▸ TASKS TO COMPLETE
(a) Answer these questions about the dma-fence thread:
(i) On what date was the message sent?
(ii) Which two functions are named as the obstacle to calling the callback without holding the lock?
(iii) What would need to be taken to avoid racing with dma_fence_array_signaled()?
(b) List every identifier in the dma-fence thread that is written with a trailing pair of parentheses.
(c) Please quote the stretch of the dma-fence thread from "On 12/1/21 11:32, Christian" through "without holding it.".

* start EXTRACT TO READ *

[Intel-gfx] [Linaro-mm-sig] [RFC PATCH 1/2] dma-fence: Avoid establishing a locking order between fence classes

Thomas Hellström (Intel) thomas_os at shipmail.org
Wed Dec 1 11:04:24 UTC 2021


On 12/1/21 11:32, Christian König wrote:
> Am 01.12.21 um 11:15 schrieb Thomas Hellström (Intel):
>> [SNIP]
>>>
>>> What we could do is to avoid all this by not calling the callback 
>>> with the lock held in the first place.
>>
>> If that's possible that might be a good idea, pls also see below.
>
> The problem with that is 
> dma_fence_signal_locked()/dma_fence_signal_timestamp_locked(). If we 
> could avoid using that or at least allow it to drop the lock then we 
> could call the callback without holding it.
>
> Somebody would need to audit the drivers and see if holding the lock 
> is really necessary anywhere.
>
>>>
>>>>>
>>>>>>>
>>>>>>> /Thomas
>>>>>>
>>>>>> Oh, and a follow up question:
>>>>>>
>>>>>> If there was a way to break the recursion on final put() (using 
>>>>>> the same basic approach as patch 2 in this series uses to break 
>>>>>> recursion in enable_signaling()), so that none of these 
>>>>>> containers did require any special treatment, would it be worth 
>>>>>> pursuing? I guess it might be possible by having the callbacks 
>>>>>> drop the references rather than the loop in the final put. + a 
>>>>>> couple of changes in code iterating over the fence pointers.
>>>>>
>>>>> That won't really help, you just move the recursion from the final 
>>>>> put into the callback.
>>>>
>>>> How do we recurse from the callback? The introduced fence_put() of 
>>>> individual fence pointers
>>>> doesn't recurse anymore (at most 1 level), and any callback 
>>>> recursion is broken by the irq_work?
>>>
>>> Yeah, but then you would need to take another lock to avoid racing 
>>> with dma_fence_array_signaled().
>>>
>>>>
>>>> I figure the big amount of work would be to adjust code that 
>>>> iterates over the individual fence pointers to recognize that they 
>>>> are rcu protected.
>>>
>>> Could be that we could solve this with RCU, but that sounds like a 
>>> lot of churn for no gain at all.
>>>
>>> In other words even with the problems solved I think it would be a 
>>> really bad idea to allow chaining of dma_fence_array objects.
>>
>> Yes, that was really the question, Is it worth pursuing this? I'm not 
>> really suggesting we should allow this as an intentional feature. I'm 
>> worried, however, that if we allow these containers to start floating 
>> around cross-driver (or even internally) disguised as ordinary 
>> dma_fences, they would require a lot of driver special casing, or 
>> else completely unexpeced WARN_ON()s and lockdep splats would start 
>> to turn up, scaring people off from using them. And that would be a 
>> breeding ground for hairy driver-private constructs.

* end EXTRACT TO READ *
* start SUPPLIED DATA *

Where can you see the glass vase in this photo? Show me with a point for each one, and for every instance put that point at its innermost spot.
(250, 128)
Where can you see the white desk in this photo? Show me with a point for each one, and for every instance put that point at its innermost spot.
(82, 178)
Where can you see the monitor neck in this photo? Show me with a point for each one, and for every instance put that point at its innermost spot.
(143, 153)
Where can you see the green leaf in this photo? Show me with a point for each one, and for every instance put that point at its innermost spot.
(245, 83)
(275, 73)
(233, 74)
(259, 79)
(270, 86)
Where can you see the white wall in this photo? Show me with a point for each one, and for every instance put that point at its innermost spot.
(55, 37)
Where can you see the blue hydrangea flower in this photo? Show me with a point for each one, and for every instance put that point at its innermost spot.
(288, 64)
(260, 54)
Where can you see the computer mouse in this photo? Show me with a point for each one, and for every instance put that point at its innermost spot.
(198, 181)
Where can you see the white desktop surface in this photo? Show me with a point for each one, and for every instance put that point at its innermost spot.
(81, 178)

* end SUPPLIED DATA *

▸ SOLUTIONS IN ORDER
(a)
(i) Wednesday, December 1, 2021
(ii) dma_fence_signal_locked() and dma_fence_signal_timestamp_locked()
(iii) Another lock

(b)
dma_fence_signal_locked()
dma_fence_signal_timestamp_locked()
put()
enable_signaling()
fence_put()
dma_fence_array_signaled()
WARN_ON()

(c)
On 12/1/21 11:32, Christian König wrote:
> Am 01.12.21 um 11:15 schrieb Thomas Hellström (Intel):
>> [SNIP]
>>>
>>> What we could do is to avoid all this by not calling the callback 
>>> with the lock held in the first place.
>>
>> If that's possible that might be a good idea, pls also see below.
>
> The problem with that is 
> dma_fence_signal_locked()/dma_fence_signal_timestamp_locked(). If we 
> could avoid using that or at least allow it to drop the lock then we 
> could call the callback without holding it.